→ **AIM OF THE TASK**: Extend the passage on light field image compression, picking up right after its final sentence.

In our prior work, research efforts were invested to provide innovative solutions for LF coding based on efficient Deep-Learning (DL)-based prediction methods [20,29,30,31,32] and CNN-based filtering methods for quality enhancement [33,34]. In [29], we introduced a lossless codec for LF images based on context modeling of SAI images. In [30], we proposed an MP prediction method based on neural networks for the lossless compression of LF images.

In [31], we proposed to employ a DL-based method to synthesize an entire LF image based on different configurations of reference SAIs and then to employ an MP-wise prediction method to losslessly encode the remaining views. In [32], we proposed a residual-error prediction method based on deep learning and a context-tree based bit-plane codec, where the experimental evaluation was carried out on photographic images, LF images, and video sequences. In [20], the MP was used as an elementary coding unit instead of HEVC’s traditional block-based coding structure for lossy compression of LF images. In recent work, we focused on researching novel CNN-based filtering methods.

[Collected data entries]
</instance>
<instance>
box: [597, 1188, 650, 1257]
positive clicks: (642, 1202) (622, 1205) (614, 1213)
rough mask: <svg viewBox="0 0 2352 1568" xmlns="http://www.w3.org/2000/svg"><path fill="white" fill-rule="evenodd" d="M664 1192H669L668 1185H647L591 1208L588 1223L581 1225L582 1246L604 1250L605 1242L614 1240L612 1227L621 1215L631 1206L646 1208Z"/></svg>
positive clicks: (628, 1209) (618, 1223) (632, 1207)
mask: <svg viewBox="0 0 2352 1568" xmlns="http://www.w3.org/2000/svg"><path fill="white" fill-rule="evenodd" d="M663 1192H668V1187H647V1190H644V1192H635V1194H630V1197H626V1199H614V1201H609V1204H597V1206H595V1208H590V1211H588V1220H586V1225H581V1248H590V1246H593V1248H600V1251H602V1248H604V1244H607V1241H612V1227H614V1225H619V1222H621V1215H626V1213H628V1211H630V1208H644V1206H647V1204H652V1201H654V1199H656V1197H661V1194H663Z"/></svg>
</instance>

→ **EXPECTED OUTPUT**:
In [33], we proposed a frame-wise CNN-based filtering method for enhancing the quality of HEVC-decoded videos. In [34], we proposed an MP-wise CNN-based filtering method for the quality enhancement of LF images. The goal of this paper is to further advance our findings in [34] by introducing a novel filtering method based on attention networks, where the proposed architecture is built based on efficient processing blocks and attention-based residual blocks and operates on Epipolar Plane Images (EPI)-based input patches.

In summary, the novel contributions of this paper are as follows:

(1): A novel CNN-based filtering method is proposed for enhancing the quality of LF images encoded using HEVC [16].
(2): A novel neural network architecture design for the quality enhancement of LF images is proposed using an efficient complex Processing Block (PB) and a novel Attention-based Residual Block (ARB).
(3): The proposed CNN-based filtering method follows an MP-wise filtering approach to take advantage of the specific LF structure.
(4): The input patch is designed as a tensor of four MP volumes corresponding to four EPIs at four different angles ( $0^{\circ}, 45^{\circ}, 90^{\circ},$ and $135^{\circ}$ ).
(5): The elaborated experimental validation carried out on the EPFL LF dataset [35] demonstrates the potential of attention networks for the quality enhancement of LF images.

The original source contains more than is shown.